───── Records for processing ─────

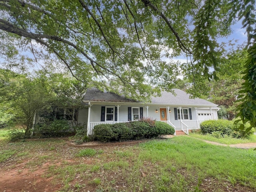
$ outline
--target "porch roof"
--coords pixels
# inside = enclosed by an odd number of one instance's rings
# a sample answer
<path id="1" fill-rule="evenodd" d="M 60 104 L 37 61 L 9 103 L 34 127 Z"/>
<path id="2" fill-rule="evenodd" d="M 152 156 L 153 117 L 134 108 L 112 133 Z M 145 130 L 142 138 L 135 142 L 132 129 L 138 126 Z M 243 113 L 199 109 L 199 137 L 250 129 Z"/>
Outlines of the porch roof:
<path id="1" fill-rule="evenodd" d="M 217 105 L 204 99 L 190 98 L 189 94 L 178 89 L 174 89 L 176 94 L 174 96 L 172 93 L 162 91 L 160 97 L 152 97 L 151 103 L 149 104 L 181 105 L 188 106 L 205 106 L 217 107 Z M 143 103 L 132 99 L 126 98 L 124 96 L 119 95 L 105 91 L 102 92 L 95 88 L 88 89 L 84 97 L 84 102 L 100 102 L 138 103 Z"/>

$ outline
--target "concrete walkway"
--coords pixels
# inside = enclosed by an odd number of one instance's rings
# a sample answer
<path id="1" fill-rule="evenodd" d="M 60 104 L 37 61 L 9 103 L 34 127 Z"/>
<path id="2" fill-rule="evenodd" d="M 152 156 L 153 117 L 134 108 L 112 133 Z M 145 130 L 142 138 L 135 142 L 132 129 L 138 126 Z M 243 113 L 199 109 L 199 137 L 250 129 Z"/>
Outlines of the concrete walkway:
<path id="1" fill-rule="evenodd" d="M 171 138 L 173 137 L 173 135 L 164 135 L 162 137 L 164 138 Z M 201 141 L 204 141 L 206 143 L 210 143 L 213 145 L 220 145 L 221 146 L 229 146 L 230 147 L 234 147 L 235 148 L 239 148 L 240 149 L 250 149 L 251 148 L 256 148 L 256 143 L 240 143 L 238 144 L 222 144 L 221 143 L 217 143 L 217 142 L 214 142 L 213 141 L 209 141 L 207 140 L 204 140 L 203 139 L 200 139 L 199 138 L 196 138 L 196 137 L 191 137 L 192 138 L 201 140 Z"/>
<path id="2" fill-rule="evenodd" d="M 239 143 L 238 144 L 222 144 L 221 143 L 217 143 L 217 142 L 214 142 L 213 141 L 209 141 L 207 140 L 204 140 L 203 139 L 199 139 L 199 138 L 196 138 L 193 137 L 196 139 L 203 141 L 206 143 L 210 143 L 213 145 L 220 145 L 221 146 L 226 146 L 230 147 L 234 147 L 235 148 L 239 148 L 240 149 L 250 149 L 251 148 L 256 148 L 256 143 Z"/>

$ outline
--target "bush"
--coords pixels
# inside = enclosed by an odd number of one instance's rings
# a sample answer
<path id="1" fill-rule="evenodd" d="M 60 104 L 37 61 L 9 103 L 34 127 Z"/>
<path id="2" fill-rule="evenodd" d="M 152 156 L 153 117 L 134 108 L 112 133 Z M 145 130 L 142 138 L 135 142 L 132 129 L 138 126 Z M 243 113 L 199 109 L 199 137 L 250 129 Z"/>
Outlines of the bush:
<path id="1" fill-rule="evenodd" d="M 36 125 L 35 132 L 43 137 L 62 136 L 68 133 L 70 128 L 68 122 L 64 120 L 54 120 L 45 121 Z"/>
<path id="2" fill-rule="evenodd" d="M 156 122 L 156 129 L 158 135 L 173 135 L 175 130 L 170 125 L 161 121 Z"/>
<path id="3" fill-rule="evenodd" d="M 236 118 L 234 119 L 233 122 L 235 121 L 238 120 L 238 119 Z M 249 122 L 247 122 L 244 125 L 244 129 L 241 130 L 240 129 L 240 125 L 242 124 L 242 121 L 239 121 L 237 123 L 234 124 L 233 125 L 232 129 L 233 132 L 232 133 L 232 136 L 235 138 L 247 138 L 250 135 L 253 134 L 255 132 L 255 130 L 254 128 L 252 128 L 250 131 L 248 132 L 246 132 L 246 130 L 250 127 L 250 124 Z"/>
<path id="4" fill-rule="evenodd" d="M 212 134 L 213 132 L 219 131 L 222 134 L 230 135 L 232 132 L 233 122 L 228 120 L 208 120 L 200 124 L 200 128 L 203 134 Z"/>
<path id="5" fill-rule="evenodd" d="M 117 141 L 125 141 L 132 139 L 134 133 L 129 123 L 116 123 L 112 125 L 112 129 Z"/>
<path id="6" fill-rule="evenodd" d="M 150 126 L 143 121 L 132 121 L 130 125 L 132 129 L 133 139 L 136 140 L 151 138 Z"/>
<path id="7" fill-rule="evenodd" d="M 102 124 L 96 125 L 93 129 L 94 139 L 102 142 L 108 142 L 116 140 L 118 136 L 112 130 L 113 125 Z"/>
<path id="8" fill-rule="evenodd" d="M 10 141 L 16 141 L 18 139 L 24 139 L 26 138 L 25 130 L 23 129 L 12 128 L 8 132 L 8 137 Z"/>
<path id="9" fill-rule="evenodd" d="M 74 128 L 75 131 L 75 137 L 77 138 L 82 138 L 87 133 L 87 130 L 82 126 L 76 126 Z"/>
<path id="10" fill-rule="evenodd" d="M 218 139 L 223 137 L 222 133 L 221 131 L 213 131 L 212 132 L 212 136 Z"/>
<path id="11" fill-rule="evenodd" d="M 173 134 L 174 129 L 161 122 L 146 119 L 128 123 L 102 124 L 94 126 L 94 139 L 103 142 L 125 141 L 155 137 L 159 135 Z"/>

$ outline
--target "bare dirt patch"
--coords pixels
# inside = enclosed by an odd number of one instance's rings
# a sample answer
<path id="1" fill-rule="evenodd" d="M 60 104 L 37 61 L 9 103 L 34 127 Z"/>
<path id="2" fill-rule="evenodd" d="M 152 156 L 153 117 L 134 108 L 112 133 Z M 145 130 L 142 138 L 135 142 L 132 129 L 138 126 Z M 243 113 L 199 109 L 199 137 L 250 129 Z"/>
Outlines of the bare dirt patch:
<path id="1" fill-rule="evenodd" d="M 36 170 L 31 171 L 29 169 L 21 166 L 25 164 L 25 162 L 26 160 L 23 164 L 13 166 L 10 169 L 1 169 L 0 191 L 41 192 L 56 191 L 60 189 L 60 185 L 54 185 L 51 184 L 52 178 L 42 177 L 47 169 L 47 165 L 43 165 Z"/>
<path id="2" fill-rule="evenodd" d="M 168 138 L 171 137 L 167 136 L 164 137 Z M 111 162 L 113 160 L 112 157 L 116 155 L 114 154 L 115 151 L 124 151 L 130 149 L 129 148 L 134 144 L 145 141 L 146 140 L 108 143 L 104 145 L 94 142 L 90 144 L 87 143 L 81 145 L 80 148 L 74 147 L 68 144 L 68 141 L 62 141 L 59 142 L 38 141 L 38 143 L 28 142 L 24 143 L 10 144 L 12 144 L 4 147 L 6 148 L 16 147 L 16 150 L 19 150 L 17 152 L 18 154 L 27 151 L 28 149 L 30 154 L 25 156 L 12 157 L 0 163 L 0 192 L 59 191 L 64 187 L 63 182 L 62 179 L 56 178 L 55 175 L 50 174 L 49 176 L 47 176 L 50 167 L 56 169 L 64 168 L 66 165 L 92 166 L 98 163 L 102 163 L 102 162 L 104 163 Z M 44 143 L 40 144 L 40 142 Z M 80 148 L 86 147 L 86 145 L 96 150 L 103 150 L 104 156 L 102 157 L 106 159 L 102 160 L 88 157 L 76 158 L 75 154 L 81 150 Z M 55 149 L 50 149 L 53 147 L 55 148 Z M 138 155 L 138 152 L 134 151 L 134 155 Z M 42 158 L 42 157 L 45 157 L 45 158 Z M 125 159 L 128 164 L 134 163 L 130 161 L 128 158 Z M 138 170 L 139 172 L 138 176 L 142 180 L 150 178 L 149 176 L 150 172 L 154 169 L 154 166 L 150 163 L 145 164 L 144 168 L 148 168 L 148 172 L 145 170 L 143 171 Z M 180 172 L 185 178 L 190 179 L 192 176 L 187 174 L 186 170 L 178 171 Z M 129 173 L 127 174 L 129 174 Z M 67 173 L 67 175 L 68 174 Z M 110 170 L 109 171 L 100 169 L 96 172 L 87 170 L 86 172 L 76 173 L 74 179 L 69 183 L 69 189 L 65 191 L 96 191 L 98 188 L 98 185 L 93 182 L 94 179 L 95 178 L 100 179 L 102 183 L 110 182 L 112 186 L 112 188 L 110 189 L 112 190 L 125 190 L 127 183 L 125 177 L 123 177 L 123 174 L 122 169 L 119 168 L 114 170 Z M 89 175 L 90 178 L 88 177 Z M 85 177 L 86 176 L 87 177 Z M 148 180 L 150 182 L 150 179 Z M 194 181 L 193 183 L 191 184 L 191 186 L 198 185 L 199 189 L 202 191 L 254 191 L 253 190 L 238 184 L 232 184 L 228 181 L 220 181 L 211 178 L 198 181 L 198 178 L 195 178 Z M 80 188 L 78 189 L 77 186 L 76 187 L 77 184 L 81 185 L 79 186 Z M 109 191 L 111 191 L 110 189 Z"/>

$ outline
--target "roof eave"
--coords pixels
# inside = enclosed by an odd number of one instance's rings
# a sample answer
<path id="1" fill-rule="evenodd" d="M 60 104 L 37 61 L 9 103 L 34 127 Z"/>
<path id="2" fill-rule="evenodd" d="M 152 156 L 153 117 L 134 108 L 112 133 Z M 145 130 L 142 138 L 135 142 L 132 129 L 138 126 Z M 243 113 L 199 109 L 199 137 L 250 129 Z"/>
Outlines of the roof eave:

─────

### Exercise prompt
Extract the lines verbatim, starting at the beginning of the items and ending with the line that contains "239 143 L 238", with both of those lines included. Leave the pictures out of your answer.

### Answer below
$ outline
--target "porch roof"
--coords pixels
# inside = enclosed by an odd number of one instance's rings
# a sample answer
<path id="1" fill-rule="evenodd" d="M 60 104 L 37 61 L 9 103 L 34 127 Z"/>
<path id="2" fill-rule="evenodd" d="M 152 156 L 153 117 L 134 108 L 112 133 Z M 145 130 L 142 138 L 135 142 L 132 129 L 138 126 Z M 243 113 L 199 109 L 199 137 L 250 129 Z"/>
Outlines of the porch roof:
<path id="1" fill-rule="evenodd" d="M 217 105 L 204 99 L 190 98 L 189 94 L 178 89 L 174 89 L 176 94 L 174 96 L 172 93 L 162 91 L 160 97 L 152 97 L 151 103 L 149 104 L 181 105 L 188 106 L 205 106 L 217 107 Z M 143 103 L 132 99 L 126 98 L 124 96 L 119 95 L 105 91 L 102 92 L 95 88 L 88 89 L 84 97 L 84 102 L 100 102 L 138 103 Z"/>

$ outline
--target "concrete walkway"
--coords pixels
# inside = enclosed by an odd number of one instance's rings
# a sample answer
<path id="1" fill-rule="evenodd" d="M 60 104 L 37 61 L 9 103 L 34 127 Z"/>
<path id="2" fill-rule="evenodd" d="M 152 156 L 153 117 L 134 108 L 112 133 Z M 145 130 L 142 138 L 135 142 L 132 129 L 138 126 Z M 243 113 L 199 109 L 199 137 L 250 129 Z"/>
Outlines of the concrete walkway:
<path id="1" fill-rule="evenodd" d="M 171 138 L 173 137 L 173 135 L 164 135 L 162 137 L 164 138 Z M 201 141 L 204 141 L 206 143 L 210 143 L 213 145 L 220 145 L 221 146 L 229 146 L 230 147 L 234 147 L 235 148 L 239 148 L 240 149 L 250 149 L 251 148 L 256 148 L 256 143 L 240 143 L 238 144 L 222 144 L 221 143 L 217 143 L 217 142 L 214 142 L 213 141 L 209 141 L 207 140 L 204 140 L 203 139 L 200 139 L 199 138 L 196 138 L 196 137 L 191 137 L 192 138 L 201 140 Z"/>
<path id="2" fill-rule="evenodd" d="M 239 143 L 238 144 L 222 144 L 221 143 L 217 143 L 217 142 L 214 142 L 213 141 L 209 141 L 207 140 L 204 140 L 203 139 L 199 139 L 199 138 L 196 138 L 193 137 L 196 139 L 203 141 L 206 143 L 210 143 L 213 145 L 220 145 L 221 146 L 226 146 L 230 147 L 234 147 L 235 148 L 239 148 L 240 149 L 250 149 L 251 148 L 256 148 L 256 143 Z"/>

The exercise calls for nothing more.